### Work instruction
Where the data below shows a picture, leave that picture out and copy the rest exactly.

Point localization data:
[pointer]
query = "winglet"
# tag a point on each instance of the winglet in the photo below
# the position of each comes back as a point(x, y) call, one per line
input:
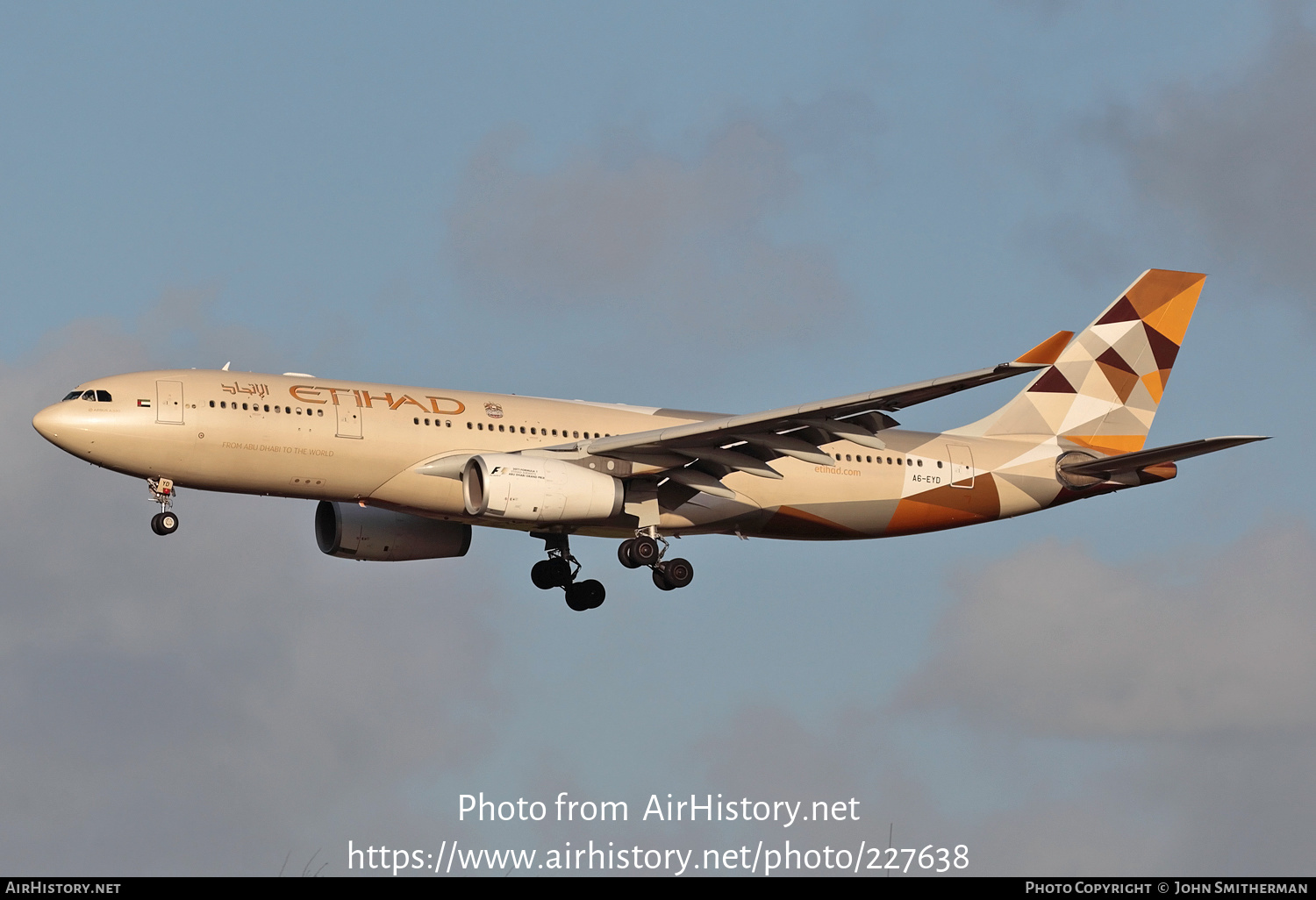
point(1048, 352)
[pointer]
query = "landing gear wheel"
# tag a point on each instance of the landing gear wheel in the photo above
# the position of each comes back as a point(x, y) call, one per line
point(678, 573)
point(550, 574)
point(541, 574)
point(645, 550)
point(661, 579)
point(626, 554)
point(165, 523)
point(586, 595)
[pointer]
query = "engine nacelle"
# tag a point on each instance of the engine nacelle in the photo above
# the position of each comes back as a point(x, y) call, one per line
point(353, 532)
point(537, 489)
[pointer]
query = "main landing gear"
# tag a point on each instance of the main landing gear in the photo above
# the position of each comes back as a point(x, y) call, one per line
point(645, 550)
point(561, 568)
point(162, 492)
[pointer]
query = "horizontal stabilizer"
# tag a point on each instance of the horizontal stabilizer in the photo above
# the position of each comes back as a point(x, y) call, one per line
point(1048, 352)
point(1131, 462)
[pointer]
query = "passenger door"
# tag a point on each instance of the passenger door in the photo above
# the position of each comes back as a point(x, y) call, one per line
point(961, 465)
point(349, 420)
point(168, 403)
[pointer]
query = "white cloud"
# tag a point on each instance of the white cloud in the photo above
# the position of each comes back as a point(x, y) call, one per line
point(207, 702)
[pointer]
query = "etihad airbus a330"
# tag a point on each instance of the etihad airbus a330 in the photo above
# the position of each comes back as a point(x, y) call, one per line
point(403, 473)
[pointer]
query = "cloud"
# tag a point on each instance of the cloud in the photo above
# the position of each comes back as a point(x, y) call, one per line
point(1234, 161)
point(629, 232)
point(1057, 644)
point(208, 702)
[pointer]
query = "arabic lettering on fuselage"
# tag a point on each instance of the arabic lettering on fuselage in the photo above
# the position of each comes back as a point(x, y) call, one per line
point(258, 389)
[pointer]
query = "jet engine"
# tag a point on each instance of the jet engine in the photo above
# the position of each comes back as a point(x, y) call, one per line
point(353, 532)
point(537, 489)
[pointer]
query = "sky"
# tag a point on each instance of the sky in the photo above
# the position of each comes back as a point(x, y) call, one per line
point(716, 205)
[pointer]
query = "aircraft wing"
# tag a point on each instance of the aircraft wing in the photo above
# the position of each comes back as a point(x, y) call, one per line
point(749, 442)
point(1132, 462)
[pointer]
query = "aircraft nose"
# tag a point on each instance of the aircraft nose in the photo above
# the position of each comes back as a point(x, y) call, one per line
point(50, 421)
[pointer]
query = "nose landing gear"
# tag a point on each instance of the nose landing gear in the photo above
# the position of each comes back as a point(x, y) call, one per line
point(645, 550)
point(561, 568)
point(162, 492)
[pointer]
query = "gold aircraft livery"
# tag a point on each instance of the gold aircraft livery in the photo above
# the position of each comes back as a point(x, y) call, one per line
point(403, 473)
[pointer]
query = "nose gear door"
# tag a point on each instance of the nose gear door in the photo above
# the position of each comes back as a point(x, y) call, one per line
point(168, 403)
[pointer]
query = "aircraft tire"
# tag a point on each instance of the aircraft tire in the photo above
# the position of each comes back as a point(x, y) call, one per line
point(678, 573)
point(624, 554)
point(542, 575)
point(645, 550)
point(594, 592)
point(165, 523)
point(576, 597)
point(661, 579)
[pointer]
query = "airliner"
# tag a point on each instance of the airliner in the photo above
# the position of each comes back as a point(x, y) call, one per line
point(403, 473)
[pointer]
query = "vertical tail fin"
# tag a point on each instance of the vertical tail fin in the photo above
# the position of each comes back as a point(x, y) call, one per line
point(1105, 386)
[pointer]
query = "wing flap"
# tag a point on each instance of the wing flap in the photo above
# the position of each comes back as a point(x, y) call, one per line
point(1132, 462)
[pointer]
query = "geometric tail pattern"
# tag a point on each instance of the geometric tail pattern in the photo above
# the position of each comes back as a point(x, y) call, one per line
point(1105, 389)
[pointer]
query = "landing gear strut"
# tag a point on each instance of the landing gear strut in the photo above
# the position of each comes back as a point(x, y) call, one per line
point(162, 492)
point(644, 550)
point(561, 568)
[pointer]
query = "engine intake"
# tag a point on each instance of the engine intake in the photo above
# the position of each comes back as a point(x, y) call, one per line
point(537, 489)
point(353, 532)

### Answer box
[pointer]
query = "winglet"
# tag a point on each instance of the winglet in the photo below
# the position of each comes back as a point(x, y) call, one per line
input:
point(1048, 352)
[pointer]
query = "landing gear wheel"
# tag a point on each instance of the landing gear wheel in the photo above
# the position of each comes back as a point(x, y) call, one per line
point(678, 573)
point(550, 574)
point(541, 574)
point(645, 550)
point(661, 579)
point(626, 554)
point(165, 523)
point(586, 595)
[pointer]
query = "engine nacelle"
# tag a point on each instance of the engine nacelle in the photo above
# the position of each comes back as a point(x, y) call, one per line
point(353, 532)
point(537, 489)
[pointer]
query = "main landing gear"
# tag a point on each instance of the main landing gear in the photo above
# the position of each comes back as a point(x, y) call, one per line
point(645, 550)
point(561, 568)
point(162, 492)
[pointer]
query = "horizontal stabilizer"
# tag a point on each instance of the horizontal stabilizer in the photo above
# the position of each comes back as a point(x, y) call, one per line
point(1048, 352)
point(1131, 462)
[pointer]
query = "passenger door"
# tag a point on each instance of the passenger door in the photo above
# the position of each comes back as a point(x, y) call, one per line
point(961, 465)
point(349, 420)
point(168, 403)
[pointer]
query = "white cloud"
# tag a point on each instance of the white cloud in the photo above
# the position of each comes back as a point(x, y) call, one per line
point(207, 702)
[pointer]
query = "etihad airbus a330"
# tag a point on each instance of the etihad airbus a330 in the photo above
# the position of each comes back as a point(x, y) call, one per line
point(403, 473)
[pointer]
query = "cloud"
# tag a point on each instance of the cloud in the photo above
# the position of each comes back as a point(x, y) call, one per line
point(1234, 161)
point(629, 232)
point(1057, 644)
point(208, 702)
[pointer]
query = "arabic lettering on fuselage"
# tag a point on each instance of the arabic lettering on fuselage in the photo above
# the position of each comes back as a point(x, y) call, one per line
point(258, 389)
[pointer]
query = "jet engine"
# tag a point on each instance of the jet engine in the photo above
# the position of each comes back as a point(x, y) call, one per line
point(353, 532)
point(537, 489)
[pointer]
query = "sky"
# tag a point on each instance of the sky in the photo above
# the position of each comes back as a point(x, y) call, one per line
point(716, 205)
[pointer]
query = "aircraft wing"
# tag a point on each instance of the aircraft wing in the photo above
# the position of each comes back as a point(x, y) call, one per line
point(749, 442)
point(1132, 462)
[pointer]
query = "aircraft nose"
# tag a point on each instance of the aircraft nose in the photo above
# the position of each comes back as a point(x, y) call, one per line
point(50, 421)
[pointer]
query = "nose landing gear"
# tag a point on each instance of the nose landing gear in the photo above
# the position of each comes back as a point(x, y) call, one per line
point(645, 550)
point(561, 568)
point(162, 492)
[pointer]
query = "gold aircraft livery"
# tag a point on each instance of the gold aircraft livery in the photo above
# the position of each comes back as a point(x, y) call, one per line
point(403, 473)
[pointer]
query = "nose gear door"
# tag a point on each instance of the nose gear door in the photo above
# the position of each comes back as a point(x, y) call, one per line
point(168, 403)
[pointer]
query = "aircraft tire"
# tag a point on each instance of the aircraft tire in the photo above
# the position of each comes back as a point(x, y) call, one per line
point(678, 573)
point(624, 554)
point(542, 575)
point(645, 550)
point(594, 592)
point(165, 523)
point(576, 597)
point(661, 579)
[pointer]
query = "airliner"
# tag a point on each instance of the airliner in the photo above
# the position of each comes back as a point(x, y) call, one per line
point(403, 473)
[pointer]
query = "vertical tail fin"
# tag a point on each instance of the vertical tail fin in the photo above
# the position of each comes back as a point(x, y) call, one per line
point(1105, 386)
[pointer]
query = "wing flap"
# tag a point on each instance of the wing flap in the photo above
# the position of each comes back as a point(x, y) call, one per line
point(1132, 462)
[pointer]
query = "geometric tail pattern"
# tag a point on each instance of the geometric tail pattern in the photo above
# the position of each comes back as a point(x, y) call, one per line
point(1105, 389)
[pointer]
query = "landing gear strut"
# tag a point on each instance of the landing gear strut in the photo above
# the position of each comes back as a point(x, y) call, one per line
point(162, 492)
point(644, 550)
point(561, 568)
[pointer]
query = "engine intake"
# tag a point on each instance of the engine intake in the photo above
# the position of each comes back as a point(x, y) call, one per line
point(537, 489)
point(353, 532)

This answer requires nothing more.